* [What is being asked]:
Where an entry holds an image, leave the image out; otherwise reproduce the entry exactly.

* [Available records]:
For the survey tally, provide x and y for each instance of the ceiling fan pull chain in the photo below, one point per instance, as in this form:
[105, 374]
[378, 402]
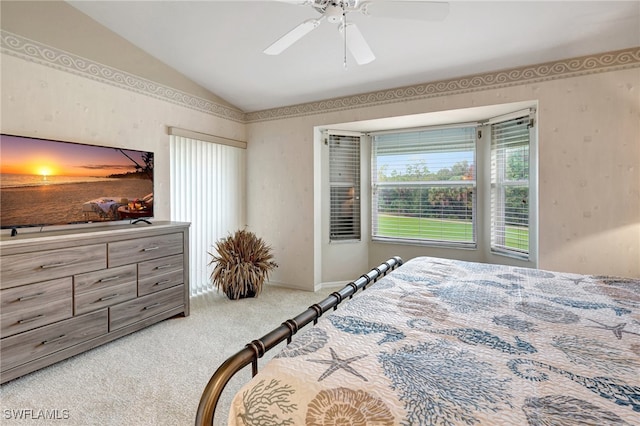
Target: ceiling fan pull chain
[344, 26]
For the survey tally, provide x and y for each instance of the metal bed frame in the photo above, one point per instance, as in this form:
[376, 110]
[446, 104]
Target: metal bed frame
[257, 348]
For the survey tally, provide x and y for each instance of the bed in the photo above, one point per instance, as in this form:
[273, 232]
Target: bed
[447, 342]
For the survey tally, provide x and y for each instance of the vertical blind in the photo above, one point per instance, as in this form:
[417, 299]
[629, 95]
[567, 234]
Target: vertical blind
[510, 186]
[208, 190]
[344, 183]
[424, 185]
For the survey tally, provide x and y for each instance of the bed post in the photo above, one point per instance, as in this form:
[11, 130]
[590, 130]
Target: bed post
[257, 348]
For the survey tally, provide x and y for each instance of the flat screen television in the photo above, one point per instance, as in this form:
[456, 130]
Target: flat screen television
[47, 182]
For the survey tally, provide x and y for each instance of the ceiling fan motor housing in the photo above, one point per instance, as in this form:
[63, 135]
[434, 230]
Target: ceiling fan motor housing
[334, 10]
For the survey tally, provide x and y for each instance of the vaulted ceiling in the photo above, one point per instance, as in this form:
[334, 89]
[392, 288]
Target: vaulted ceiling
[219, 44]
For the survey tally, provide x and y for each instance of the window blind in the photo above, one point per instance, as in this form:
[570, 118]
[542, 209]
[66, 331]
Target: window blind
[510, 186]
[207, 190]
[424, 186]
[344, 183]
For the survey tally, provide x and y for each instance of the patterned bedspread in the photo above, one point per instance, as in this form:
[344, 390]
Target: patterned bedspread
[444, 342]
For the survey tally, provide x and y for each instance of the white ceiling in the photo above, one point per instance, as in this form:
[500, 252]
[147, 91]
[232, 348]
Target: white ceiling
[219, 44]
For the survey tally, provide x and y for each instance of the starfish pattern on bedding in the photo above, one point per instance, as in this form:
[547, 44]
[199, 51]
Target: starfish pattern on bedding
[337, 363]
[617, 329]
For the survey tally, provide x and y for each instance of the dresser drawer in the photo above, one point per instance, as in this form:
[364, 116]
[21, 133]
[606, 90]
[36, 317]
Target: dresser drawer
[31, 306]
[144, 307]
[46, 340]
[93, 300]
[104, 279]
[27, 268]
[141, 249]
[158, 274]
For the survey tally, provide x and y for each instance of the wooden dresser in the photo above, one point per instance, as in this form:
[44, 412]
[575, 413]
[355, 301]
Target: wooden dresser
[65, 292]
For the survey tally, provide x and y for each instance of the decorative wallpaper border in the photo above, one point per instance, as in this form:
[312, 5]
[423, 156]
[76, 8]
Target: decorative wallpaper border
[610, 61]
[30, 50]
[37, 52]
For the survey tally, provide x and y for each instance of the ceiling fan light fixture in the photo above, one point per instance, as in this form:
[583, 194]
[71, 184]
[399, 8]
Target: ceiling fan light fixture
[334, 13]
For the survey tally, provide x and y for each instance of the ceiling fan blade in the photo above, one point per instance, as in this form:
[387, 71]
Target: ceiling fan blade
[416, 9]
[356, 44]
[292, 36]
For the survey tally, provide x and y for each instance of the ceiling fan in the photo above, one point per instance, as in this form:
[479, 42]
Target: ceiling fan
[335, 12]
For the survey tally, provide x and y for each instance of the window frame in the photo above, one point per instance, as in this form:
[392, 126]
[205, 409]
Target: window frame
[482, 207]
[337, 202]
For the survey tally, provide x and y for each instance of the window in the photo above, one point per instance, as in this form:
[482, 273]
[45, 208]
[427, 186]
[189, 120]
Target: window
[207, 190]
[424, 185]
[344, 186]
[510, 186]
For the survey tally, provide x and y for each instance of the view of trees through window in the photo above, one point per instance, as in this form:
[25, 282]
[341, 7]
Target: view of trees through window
[419, 203]
[424, 185]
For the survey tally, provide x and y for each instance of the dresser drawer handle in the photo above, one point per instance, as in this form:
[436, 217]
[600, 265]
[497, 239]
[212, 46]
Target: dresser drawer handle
[26, 320]
[153, 305]
[111, 296]
[55, 265]
[164, 266]
[55, 339]
[29, 297]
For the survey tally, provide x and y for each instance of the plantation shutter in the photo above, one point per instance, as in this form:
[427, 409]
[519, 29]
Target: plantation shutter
[510, 186]
[344, 183]
[424, 186]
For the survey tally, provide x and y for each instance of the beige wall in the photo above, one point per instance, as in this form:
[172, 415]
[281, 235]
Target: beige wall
[589, 177]
[589, 143]
[40, 101]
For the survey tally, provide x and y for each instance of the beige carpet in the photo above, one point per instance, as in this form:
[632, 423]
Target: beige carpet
[154, 376]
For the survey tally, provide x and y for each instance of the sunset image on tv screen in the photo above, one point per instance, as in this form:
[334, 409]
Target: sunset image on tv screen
[46, 182]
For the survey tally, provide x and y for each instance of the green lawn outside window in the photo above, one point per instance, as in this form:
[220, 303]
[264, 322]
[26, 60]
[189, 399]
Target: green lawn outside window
[443, 230]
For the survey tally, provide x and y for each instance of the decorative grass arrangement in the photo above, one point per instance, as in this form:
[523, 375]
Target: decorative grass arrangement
[242, 264]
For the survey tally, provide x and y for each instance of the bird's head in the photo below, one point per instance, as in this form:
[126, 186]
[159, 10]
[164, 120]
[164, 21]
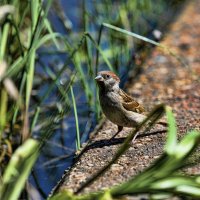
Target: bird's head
[107, 80]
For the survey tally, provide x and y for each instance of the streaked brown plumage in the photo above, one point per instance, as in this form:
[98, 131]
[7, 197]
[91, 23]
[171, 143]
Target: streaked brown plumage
[118, 107]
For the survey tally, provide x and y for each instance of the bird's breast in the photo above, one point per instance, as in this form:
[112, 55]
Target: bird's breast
[114, 111]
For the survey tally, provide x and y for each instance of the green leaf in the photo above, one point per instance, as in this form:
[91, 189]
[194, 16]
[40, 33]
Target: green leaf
[18, 169]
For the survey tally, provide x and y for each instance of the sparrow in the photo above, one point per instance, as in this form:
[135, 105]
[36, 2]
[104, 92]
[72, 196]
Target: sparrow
[118, 106]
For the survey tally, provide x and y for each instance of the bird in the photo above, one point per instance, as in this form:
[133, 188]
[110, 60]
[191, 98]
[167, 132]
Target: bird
[119, 107]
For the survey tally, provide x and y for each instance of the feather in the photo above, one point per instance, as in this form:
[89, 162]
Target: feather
[130, 104]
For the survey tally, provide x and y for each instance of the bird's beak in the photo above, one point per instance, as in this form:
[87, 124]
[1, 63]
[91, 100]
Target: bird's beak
[99, 78]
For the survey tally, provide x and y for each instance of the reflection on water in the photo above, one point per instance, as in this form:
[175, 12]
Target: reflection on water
[58, 152]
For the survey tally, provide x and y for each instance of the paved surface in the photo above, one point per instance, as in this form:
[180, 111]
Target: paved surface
[163, 79]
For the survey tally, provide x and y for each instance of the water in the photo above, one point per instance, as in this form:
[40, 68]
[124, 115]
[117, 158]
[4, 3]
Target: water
[58, 152]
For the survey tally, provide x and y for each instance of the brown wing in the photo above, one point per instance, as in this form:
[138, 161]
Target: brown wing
[130, 104]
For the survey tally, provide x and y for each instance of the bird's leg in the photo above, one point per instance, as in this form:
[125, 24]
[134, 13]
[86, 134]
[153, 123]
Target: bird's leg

* [Exercise result]:
For the survey tally, provide x and y for each instance of the ceiling fan pull chain in the photo below, one point per instance, as in this form:
[105, 374]
[378, 402]
Target: ceiling fan pull chain
[344, 26]
For the survey tally, provide x and y for each instance of the metal bed frame in the photo above, one point per instance, as in this form:
[376, 110]
[446, 104]
Target: metal bed frame
[257, 348]
For the survey tally, provide x and y for each instance of the bed in the photo above, one point per instance, as in this form:
[273, 232]
Target: bed
[447, 342]
For the survey tally, provide x and y for each instance of the vertical blind in the photo above, one point per instance, as in this form:
[417, 299]
[629, 95]
[567, 234]
Target: vertical blind
[510, 186]
[208, 190]
[344, 183]
[424, 185]
For the survey tally, provide x and y for each instance of the bed post in the photo above, one point per instance, as in this form:
[11, 130]
[590, 130]
Target: bed post
[257, 348]
For the survey tally, provide x and y for each instance of the flat screen television in the photo above, one point per instance, as in this form:
[456, 130]
Target: flat screen television
[47, 182]
For the survey tally, provide x and y for each instance of the ceiling fan motor housing in the photo above, one point per instance, as in this form:
[63, 135]
[434, 230]
Target: ceiling fan motor housing
[334, 10]
For the survey tally, provide x and y for each instance of the vaulted ceiling in the photo above, one point per instance, as in this form:
[334, 89]
[392, 288]
Target: vaulted ceiling
[219, 44]
For the survey tally, provide x and y for each instance of the window blind in the photo above, one point per instance, as in this form:
[570, 118]
[542, 209]
[66, 331]
Target: window blind
[510, 186]
[207, 190]
[424, 186]
[344, 183]
For the survey tally, provide x and y for each instance of the patterned bedspread in the photo above, one point per instance, as in this form:
[344, 390]
Target: patterned bedspread
[444, 342]
For the survey tally, provide x and y for each instance of the white ceiling in the photo above, one point per instance, as in this form:
[500, 252]
[147, 91]
[232, 348]
Target: white ceiling
[219, 44]
For the survey tally, provide x and y for each instance of the starfish pattern on bedding in the photo above, one point per instance, as in this form:
[547, 44]
[199, 51]
Target: starfish pattern on bedding
[337, 363]
[617, 329]
For the survey tally, provide x and y for each instance of the dresser drawer in the photo above, one point per instance, as in this form:
[364, 116]
[21, 133]
[606, 90]
[36, 317]
Target: dresser drawer
[31, 306]
[144, 307]
[46, 340]
[93, 300]
[104, 279]
[27, 268]
[141, 249]
[158, 274]
For the survey tally, provide x and y for each instance of the wooden dresser in the photo above, one point per instance, as in this form:
[44, 412]
[575, 413]
[355, 301]
Target: wooden dresser
[65, 292]
For the survey tally, provide x and y for each instance of the decorative wallpaper border in the photo above, one point per instance, as in this form:
[312, 5]
[423, 156]
[76, 8]
Target: decorative wallpaper border
[610, 61]
[30, 50]
[37, 52]
For the survey tally, provide x and y for each instance of the ceiling fan light fixture in the photo above, one point per instance, as in this form:
[583, 194]
[71, 184]
[399, 8]
Target: ceiling fan light fixture
[334, 13]
For the survey tally, provide x and y for each instance of the ceiling fan blade in the photo above, one point per instance, as in this form:
[387, 71]
Target: ceiling fan blade
[416, 9]
[356, 44]
[292, 36]
For the survey tally, provide x and y for each instance of the ceiling fan in the photo above, one point per instance, as in this form:
[479, 42]
Target: ceiling fan
[335, 12]
For the survey tally, provide x and y for each instance of the window frame in the photo above, one point per instance, as in this form:
[392, 126]
[205, 409]
Target: window frame
[482, 207]
[337, 202]
For the survey tally, provide x and y for each instance of the window in the photo above, one point per instance, as in this form:
[482, 273]
[45, 208]
[427, 186]
[189, 120]
Target: window
[207, 190]
[424, 185]
[344, 186]
[510, 186]
For the survey tally, provide x and y for each instance of the view of trees through window in the photo above, one point per instance, as in this form:
[25, 282]
[341, 7]
Target: view of trees through window
[419, 203]
[424, 185]
For the survey tally, provide x and y for each instance of the dresser drawer handle in the photo above, one point per instance, as in this form:
[436, 217]
[600, 265]
[497, 239]
[212, 46]
Target: dresser drawer handle
[26, 320]
[153, 305]
[111, 296]
[55, 265]
[164, 266]
[55, 339]
[29, 297]
For the survey tally, provide x and y for each instance of the plantation shutter in the photo above, one point per instance, as in this form:
[427, 409]
[519, 29]
Target: plantation shutter
[510, 186]
[344, 183]
[424, 186]
For the survey tally, provide x and y for each instance of the beige wall in the photo above, one point per instance, as in this form:
[172, 415]
[281, 235]
Target: beige wall
[589, 177]
[589, 143]
[40, 101]
For the survey tally, provide x and y for each instance of the beige carpet in the photo above, one point per instance, as in this form:
[632, 423]
Target: beige carpet
[154, 376]
For the survey tally, provide x and y for each instance of the sunset image on tv screen in the photo above, one point per instance, as in this form:
[334, 409]
Target: sunset image on tv screen
[46, 182]
For the survey tally, provide x and y for each instance of the green lawn outside window in the photo above, one point per instance, as in this form:
[220, 303]
[264, 322]
[26, 60]
[189, 399]
Target: green lawn outside window
[443, 230]
For the survey tally, provide x and y for each instance of the decorative grass arrangement in the photo above, one point per instance, as in this form:
[523, 375]
Target: decorative grass arrangement
[242, 264]
For the survey tally, provide x and y for each instance of the bird's head in the photo below, one point per instance, as in this form:
[126, 186]
[159, 10]
[164, 120]
[164, 21]
Target: bird's head
[107, 80]
For the survey tally, provide x and y for each instance of the streaked brown plumage in the photo above, one point per instance, as in this form:
[98, 131]
[7, 197]
[91, 23]
[171, 143]
Target: streaked brown plumage
[118, 107]
For the survey tally, provide x and y for each instance of the bird's breast in the photo above, one point per instance, as in this form:
[112, 55]
Target: bird's breast
[114, 111]
For the survey tally, provide x and y for each instance of the green leaf in the photo above, one point per instance, as in this form:
[91, 189]
[194, 16]
[40, 33]
Target: green leaf
[18, 169]
For the survey tally, provide x and y for each instance of the sparrow in the photo above, one point per instance, as in this form:
[135, 105]
[36, 2]
[104, 92]
[72, 196]
Target: sparrow
[118, 106]
For the survey tally, provide x and y for each instance of the bird in the photo above, one point per instance, as in this form:
[133, 188]
[110, 60]
[191, 98]
[167, 132]
Target: bird
[119, 107]
For the survey tally, provide x and y for each instance of the feather in the photo above, one point per instance, as in this form:
[89, 162]
Target: feather
[130, 104]
For the survey tally, provide x and y for each instance of the bird's beak in the photo above, one point per instance, as in this form:
[87, 124]
[1, 63]
[91, 100]
Target: bird's beak
[99, 78]
For the survey tally, provide x and y for each instance of the reflection on water in the photo above, one point per instance, as in this form:
[175, 12]
Target: reflection on water
[58, 152]
For the survey tally, provide x and y for each instance of the paved surface in the photo above, one point per instance, as in this form:
[180, 111]
Target: paved surface
[163, 79]
For the survey tally, provide x and y for each instance of the water in the photo above, one point per instance, as in this form:
[40, 68]
[124, 115]
[117, 158]
[4, 3]
Target: water
[58, 152]
For the survey tally, provide x and y for each instance of the brown wing in the photo above, one point per instance, as in this form:
[138, 161]
Target: brown wing
[130, 104]
For the survey tally, provide x and y for each instance of the bird's leg in the photo above, one point per instance, as in this form:
[125, 24]
[134, 13]
[86, 134]
[153, 123]
Target: bird's leg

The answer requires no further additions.